- _Instruction_:
Please edit the items below so that every "scooter" becomes "bicycle", leaving everything else unchanged. Omit the pictures from your answer.

Excerpt from a dataset
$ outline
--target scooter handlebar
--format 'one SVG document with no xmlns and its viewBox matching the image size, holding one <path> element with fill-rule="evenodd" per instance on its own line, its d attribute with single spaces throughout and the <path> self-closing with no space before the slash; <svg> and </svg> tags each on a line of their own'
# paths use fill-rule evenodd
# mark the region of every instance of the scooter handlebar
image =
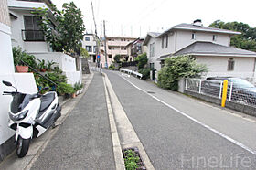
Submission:
<svg viewBox="0 0 256 170">
<path fill-rule="evenodd" d="M 4 91 L 3 95 L 12 95 L 14 92 L 9 92 L 9 91 Z"/>
</svg>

- _Exercise response_:
$ outline
--target bicycle handlebar
--format 'one SVG document with no xmlns and its viewBox matching the image size, holding one <path> element with fill-rule="evenodd" per instance on its own line, its d attribute with single spaces throughout and the <path> self-closing with no space before the slash; <svg> and </svg> tags each on a line of their own'
# paths use fill-rule evenodd
# mark the region of every instance of the bicycle handlebar
image =
Submission:
<svg viewBox="0 0 256 170">
<path fill-rule="evenodd" d="M 4 91 L 3 95 L 12 95 L 14 92 L 9 92 L 9 91 Z"/>
</svg>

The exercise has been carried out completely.